*** Opening of Provided text ***

Ulysses S. Grant
General-in-Chief
April 27, 1822 – July 23, 1885

Ulysses S. Grant, as photographed by Mathew B. Brady (National Archives)
Ulysses Simpson Grant’s rise to fame began with the Civil War. Born in Point Pleasant, Ohio April 27, 1822, Grant graduated from the United States Military Academy at West Point in 1843. After a mediocre stint as a cadet, he performed well as a captain during the Mexican War (1846-1848), winning two citations for gallantry and one for meritorious conduct. After the fighting stopped, however, Grant was assigned monotonous duties at remote posts far from his wife and family. He began neglecting his work and started drinking heavily. He resigned in 1854 to avoid being drummed out of the service.

*** Close of Provided text ***

- Exercise requirements:
**1.** Reproduce everything in the passage on Grant from "Ulysses Simpson Grant’s" down to "of the service.".
**2.** According to the passage on Grant, what honors did he win as a captain in the Mexican War?
The rows that come next can be ignored.

*** Opening of Records shown ***

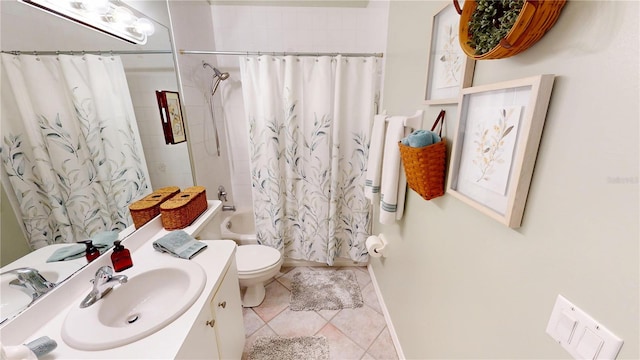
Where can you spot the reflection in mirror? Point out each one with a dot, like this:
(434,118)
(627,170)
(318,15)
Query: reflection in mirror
(36,103)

*** Close of Records shown ***

- Answers in order:
**1.**
Ulysses Simpson Grant’s rise to fame began with the Civil War. Born in Point Pleasant, Ohio April 27, 1822, Grant graduated from the United States Military Academy at West Point in 1843. After a mediocre stint as a cadet, he performed well as a captain during the Mexican War (1846-1848), winning two citations for gallantry and one for meritorious conduct. After the fighting stopped, however, Grant was assigned monotonous duties at remote posts far from his wife and family. He began neglecting his work and started drinking heavily. He resigned in 1854 to avoid being drummed out of the service.

**2.** Two citations for gallantry and one for meritorious conduct.